## Page excerpt

Due Diligence: Forest For The Trees

Due Diligence: Forest For The Trees

Leigh Harrison jumps at shadows.

A couple of weeks ago I went to IKEA with my partner. We met after work and tried to jump on a bus to get there, but it being a Friday night we didn’t have much luck. We decided we’d walk instead, as we’ve done loads of times. We took a shortcut to avoid the boredom of trudging down the main road for the dozenth time, which took us around the back of an industrial development and under the road we’d have normally taken. The little path was surrounded by overpasses and trash, and its streetlights had long been smashed up or fallen into disrepair, leaving very little to illuminate our narrow way. We were surrounded by the massive slabs of concrete on either side of us;—not so much a rock and a hard place, but just two really big rocks. Rocks covered in gang signs and bodily fluids.

I looked over my shoulder a few times as we walked, convinced that something bad was going to happen. An evil man with a tire iron. A group of youths riled up on cider, pills and indignation. A wild pig out for blood. What? It could happen. I’ve often wondered how people find their way into the alley or wooded copse where their mutilated body is discovered months later. Why would anyone have reason to ever go there? Now I know: the lure of cheap furniture and the avoidance of repetition probably play a big part in most murders. Anyway, we were both spooked, and it wasn’t fun. Most likely, we were about to be chopped up by a maniac, or kidnapped and sold into slavery on a converted oil tanker anchored in the Baltic. And then… Then we got to IKEA and went shopping. Nothing happened. Nothing was ever going to happen, was it?

## Tasks to carry out
• a. In the essay about the walk to IKEA, list each imagined danger that the writer gives as a short sentence fragment right after mentioning looking over their shoulder.
• b. Copy the passage of the essay about the walk to IKEA between "I looked over" and "happen, was it?", inclusive.

Bounding box annotation entries:
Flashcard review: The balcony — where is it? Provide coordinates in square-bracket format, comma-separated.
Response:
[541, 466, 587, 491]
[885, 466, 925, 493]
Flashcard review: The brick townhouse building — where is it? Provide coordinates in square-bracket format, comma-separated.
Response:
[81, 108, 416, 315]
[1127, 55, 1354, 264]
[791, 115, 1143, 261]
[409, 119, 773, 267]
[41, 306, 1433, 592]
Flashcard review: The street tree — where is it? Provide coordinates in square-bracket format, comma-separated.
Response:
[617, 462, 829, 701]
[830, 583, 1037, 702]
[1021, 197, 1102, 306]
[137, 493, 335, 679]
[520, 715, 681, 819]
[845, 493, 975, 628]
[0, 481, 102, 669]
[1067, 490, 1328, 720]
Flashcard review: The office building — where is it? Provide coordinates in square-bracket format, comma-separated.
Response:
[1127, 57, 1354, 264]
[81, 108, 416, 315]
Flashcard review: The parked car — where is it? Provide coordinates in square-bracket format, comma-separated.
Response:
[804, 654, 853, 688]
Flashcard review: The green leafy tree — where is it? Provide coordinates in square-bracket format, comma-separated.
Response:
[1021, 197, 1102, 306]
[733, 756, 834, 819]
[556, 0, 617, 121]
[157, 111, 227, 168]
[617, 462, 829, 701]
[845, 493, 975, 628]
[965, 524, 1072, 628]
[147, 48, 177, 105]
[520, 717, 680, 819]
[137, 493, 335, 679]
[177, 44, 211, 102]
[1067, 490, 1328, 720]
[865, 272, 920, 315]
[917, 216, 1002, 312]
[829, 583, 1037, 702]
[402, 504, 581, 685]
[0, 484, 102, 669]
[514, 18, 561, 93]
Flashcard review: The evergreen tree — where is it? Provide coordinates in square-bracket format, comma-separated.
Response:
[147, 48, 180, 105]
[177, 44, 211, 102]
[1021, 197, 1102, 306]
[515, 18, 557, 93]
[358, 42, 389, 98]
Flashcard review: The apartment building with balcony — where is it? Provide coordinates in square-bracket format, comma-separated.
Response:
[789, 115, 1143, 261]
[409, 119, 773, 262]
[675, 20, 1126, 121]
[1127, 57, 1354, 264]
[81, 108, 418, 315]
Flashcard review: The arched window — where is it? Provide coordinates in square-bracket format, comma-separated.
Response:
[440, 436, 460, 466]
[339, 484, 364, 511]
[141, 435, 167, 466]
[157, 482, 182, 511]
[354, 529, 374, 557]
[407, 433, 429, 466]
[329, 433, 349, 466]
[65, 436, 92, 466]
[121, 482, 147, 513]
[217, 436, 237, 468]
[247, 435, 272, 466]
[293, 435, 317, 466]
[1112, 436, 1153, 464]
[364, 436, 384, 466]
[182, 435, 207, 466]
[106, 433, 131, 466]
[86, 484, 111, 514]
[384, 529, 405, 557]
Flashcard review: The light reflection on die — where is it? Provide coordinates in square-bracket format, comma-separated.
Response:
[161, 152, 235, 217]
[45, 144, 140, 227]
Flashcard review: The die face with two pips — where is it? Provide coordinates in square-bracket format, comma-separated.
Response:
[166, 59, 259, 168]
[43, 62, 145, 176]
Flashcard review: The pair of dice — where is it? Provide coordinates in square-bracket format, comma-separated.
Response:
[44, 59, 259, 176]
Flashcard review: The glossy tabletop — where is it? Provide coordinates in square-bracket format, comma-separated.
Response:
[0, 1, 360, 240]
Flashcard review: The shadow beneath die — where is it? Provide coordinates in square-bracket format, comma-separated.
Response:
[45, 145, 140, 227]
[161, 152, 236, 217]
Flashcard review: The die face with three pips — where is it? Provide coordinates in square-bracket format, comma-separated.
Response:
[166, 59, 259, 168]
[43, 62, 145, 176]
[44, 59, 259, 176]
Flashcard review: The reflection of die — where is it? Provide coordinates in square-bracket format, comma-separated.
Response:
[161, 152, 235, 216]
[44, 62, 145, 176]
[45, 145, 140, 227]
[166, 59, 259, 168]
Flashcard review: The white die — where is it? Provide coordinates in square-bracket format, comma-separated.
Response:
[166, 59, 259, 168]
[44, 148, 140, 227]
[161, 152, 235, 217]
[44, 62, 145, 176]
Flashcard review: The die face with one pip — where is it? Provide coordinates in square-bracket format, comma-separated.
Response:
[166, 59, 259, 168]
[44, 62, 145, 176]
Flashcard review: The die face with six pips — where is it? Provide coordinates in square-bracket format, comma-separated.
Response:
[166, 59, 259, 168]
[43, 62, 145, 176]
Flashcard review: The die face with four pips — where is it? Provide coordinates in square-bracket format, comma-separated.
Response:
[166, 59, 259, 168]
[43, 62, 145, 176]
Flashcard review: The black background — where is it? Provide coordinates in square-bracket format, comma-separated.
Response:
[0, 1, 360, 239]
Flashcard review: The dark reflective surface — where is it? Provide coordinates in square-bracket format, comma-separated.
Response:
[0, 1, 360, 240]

## Task answers
• a.
- An evil man with a tire iron.
- A group of youths riled up on cider, pills and indignation.
- A wild pig out for blood.

• b.
I looked over my shoulder a few times as we walked, convinced that something bad was going to happen. An evil man with a tire iron. A group of youths riled up on cider, pills and indignation. A wild pig out for blood. What? It could happen. I’ve often wondered how people find their way into the alley or wooded copse where their mutilated body is discovered months later. Why would anyone have reason to ever go there? Now I know: the lure of cheap furniture and the avoidance of repetition probably play a big part in most murders. Anyway, we were both spooked, and it wasn’t fun. Most likely, we were about to be chopped up by a maniac, or kidnapped and sold into slavery on a converted oil tanker anchored in the Baltic. And then… Then we got to IKEA and went shopping. Nothing happened. Nothing was ever going to happen, was it?